Record excerpts →
▬▬▬▬▬▬

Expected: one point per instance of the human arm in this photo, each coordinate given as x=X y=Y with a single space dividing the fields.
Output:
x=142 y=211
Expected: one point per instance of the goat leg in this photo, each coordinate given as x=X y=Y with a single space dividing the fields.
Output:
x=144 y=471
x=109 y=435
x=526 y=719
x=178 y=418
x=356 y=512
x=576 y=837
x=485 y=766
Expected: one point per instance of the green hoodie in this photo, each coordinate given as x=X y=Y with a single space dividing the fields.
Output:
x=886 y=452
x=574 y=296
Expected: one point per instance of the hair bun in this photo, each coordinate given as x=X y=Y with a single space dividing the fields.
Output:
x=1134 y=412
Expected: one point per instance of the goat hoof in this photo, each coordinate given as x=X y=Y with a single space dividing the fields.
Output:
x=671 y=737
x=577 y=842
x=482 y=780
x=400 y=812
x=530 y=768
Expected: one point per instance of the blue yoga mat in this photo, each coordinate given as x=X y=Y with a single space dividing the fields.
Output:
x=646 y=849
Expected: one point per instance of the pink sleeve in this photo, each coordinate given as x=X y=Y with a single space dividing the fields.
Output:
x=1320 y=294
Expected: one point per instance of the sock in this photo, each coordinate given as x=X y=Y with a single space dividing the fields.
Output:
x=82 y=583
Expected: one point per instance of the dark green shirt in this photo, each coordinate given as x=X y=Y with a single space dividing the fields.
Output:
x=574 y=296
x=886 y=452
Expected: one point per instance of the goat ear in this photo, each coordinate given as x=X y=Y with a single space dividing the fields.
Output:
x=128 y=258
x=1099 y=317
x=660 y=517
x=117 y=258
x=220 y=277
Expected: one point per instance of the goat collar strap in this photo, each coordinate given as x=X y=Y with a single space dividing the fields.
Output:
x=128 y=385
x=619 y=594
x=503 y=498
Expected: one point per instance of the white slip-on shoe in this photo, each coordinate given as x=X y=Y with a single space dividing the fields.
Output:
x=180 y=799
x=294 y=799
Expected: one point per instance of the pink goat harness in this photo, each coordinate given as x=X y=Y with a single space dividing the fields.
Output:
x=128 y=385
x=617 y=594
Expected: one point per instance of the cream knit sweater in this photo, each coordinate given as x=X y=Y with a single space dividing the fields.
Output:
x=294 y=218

▬▬▬▬▬▬

Your objective → Every line from the data above that contains "goat" must appear in the answer.

Answer to this exercise →
Expected: one point per instance of the goat leg in this photo, each coordinate given as x=X y=Y with a single space dividing the fields.
Expected: one point per instance of the goat hoof in this photo, each coordinate given as x=X y=Y with a single space dividing the fields.
Expected: one point per instance of the goat ear in this photo, each coordinate given as x=X y=Y with a single space dividing the fields.
Expected: one point per instance of the goat collar strap in this photo, each coordinate given as x=X y=Y with a single space dividing the fields.
Expected: one point per instance of the pink goat harness in this photo, each coordinate given as x=X y=Y with a single space dividing the fields.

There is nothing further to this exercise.